*** Text shown Section Begins ***
Chinese are definitely not the most health-literate people in the world, with just seven out of 100 having the basic knowledge about the subject, according to a nationwide official survey.
"The research objectively and truthfully reflects the health literacy of urban and rural residents in China," Mao Qun'an, health education center director of the Ministry of Health (MOH), said on Friday.
It is a call to the authorities and citizens to take measures to change the situation, he told a press conference while releasing the survey.
About 80,000 people aged between 69 and 15 were covered by country's first nationwide survey on health awareness.
The study defines health literacy as an individual's ability to get, understand and use health information in order to improve his/her health. Only respondents who correctly answered 80 percent or more of the 71 questions were considered health literates.
The questions were related to basic public health such as how to read the pulse and temperature of a person, or the right way to measure obesity and overweight, and only 6.48 percent of the respondents could answer 56 or more of the questions correctly.
People aged between 69 and 65 had the lowest health literacy, 3.81 percent, followed by those aged between 55 and 64, 4.69 percent.
"Senior citizens are the most vulnerable group. They are most likely to contract diseases, especially chronic ones," Mao said.
Measures have to be taken to increase their health awareness, he said.
More urban residents, however, are health literate (9.94 percent) than their rural counterparts (3.43 percent).
*** Text shown Section Ends ***
*** Dataset entries Section Begins ***
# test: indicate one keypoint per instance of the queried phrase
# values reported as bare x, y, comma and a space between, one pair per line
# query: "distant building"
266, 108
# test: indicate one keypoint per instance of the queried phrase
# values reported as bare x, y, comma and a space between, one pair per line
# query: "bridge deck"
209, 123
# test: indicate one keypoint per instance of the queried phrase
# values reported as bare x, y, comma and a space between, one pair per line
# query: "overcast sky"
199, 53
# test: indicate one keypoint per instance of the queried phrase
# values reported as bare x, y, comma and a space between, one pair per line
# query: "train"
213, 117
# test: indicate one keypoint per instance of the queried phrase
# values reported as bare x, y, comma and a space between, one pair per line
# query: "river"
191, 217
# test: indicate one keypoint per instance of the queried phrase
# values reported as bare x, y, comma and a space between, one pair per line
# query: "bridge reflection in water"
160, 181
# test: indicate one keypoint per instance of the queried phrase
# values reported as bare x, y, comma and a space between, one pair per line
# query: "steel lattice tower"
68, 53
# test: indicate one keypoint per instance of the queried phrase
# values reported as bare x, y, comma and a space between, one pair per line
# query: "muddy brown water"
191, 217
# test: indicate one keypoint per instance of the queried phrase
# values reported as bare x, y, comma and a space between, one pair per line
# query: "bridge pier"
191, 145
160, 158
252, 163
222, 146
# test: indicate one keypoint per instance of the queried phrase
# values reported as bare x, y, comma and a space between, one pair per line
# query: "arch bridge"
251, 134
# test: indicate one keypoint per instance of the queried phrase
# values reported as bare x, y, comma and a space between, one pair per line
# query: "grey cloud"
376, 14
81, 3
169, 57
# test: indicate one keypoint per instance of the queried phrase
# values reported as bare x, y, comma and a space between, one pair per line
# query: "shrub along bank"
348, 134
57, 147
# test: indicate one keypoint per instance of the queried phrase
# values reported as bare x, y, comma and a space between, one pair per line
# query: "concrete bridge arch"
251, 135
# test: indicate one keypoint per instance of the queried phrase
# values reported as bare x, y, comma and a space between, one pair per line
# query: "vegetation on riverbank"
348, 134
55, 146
*** Dataset entries Section Ends ***
Required work
A - Return the part of the health literacy article that begins at the words "It is a call" and stops after "64, 4.69 percent.".
B - Supply the next part of the health literacy article, picking up after its final sentence.
You will not need the entries for this work.

Solved tasks
A -
It is a call to the authorities and citizens to take measures to change the situation, he told a press conference while releasing the survey.
About 80,000 people aged between 69 and 15 were covered by country's first nationwide survey on health awareness.
The study defines health literacy as an individual's ability to get, understand and use health information in order to improve his/her health. Only respondents who correctly answered 80 percent or more of the 71 questions were considered health literates.
The questions were related to basic public health such as how to read the pulse and temperature of a person, or the right way to measure obesity and overweight, and only 6.48 percent of the respondents could answer 56 or more of the questions correctly.
People aged between 69 and 65 had the lowest health literacy, 3.81 percent, followed by those aged between 55 and 64, 4.69 percent.

B -
Surprisingly, more than 80 percent of the respondents could not answer the questions: "What diseases can mosquitoes, flies, rats or cockroaches transmit?" and "How to help a person who has broken a bone?"
Low health literacy level is a threat to better public health, said Chang Chun, a professor of health education with the school of public health in Peking University.
"The inability to obtain, comprehend or put into action the most basic health knowledge will prevent people from taking care of their own health or to lead a healthier life," she said.
"If people can monitor their blood pressure changes, they can protect themselves against high blood pressure and other chronic diseases," said Yang Qing, director of the MOH's department of women and children's healthcare and community hygiene.
The survey's questions were drafted by more than 100 experts, he said. And if people know their answers and put them into practice they can help build a healthier society.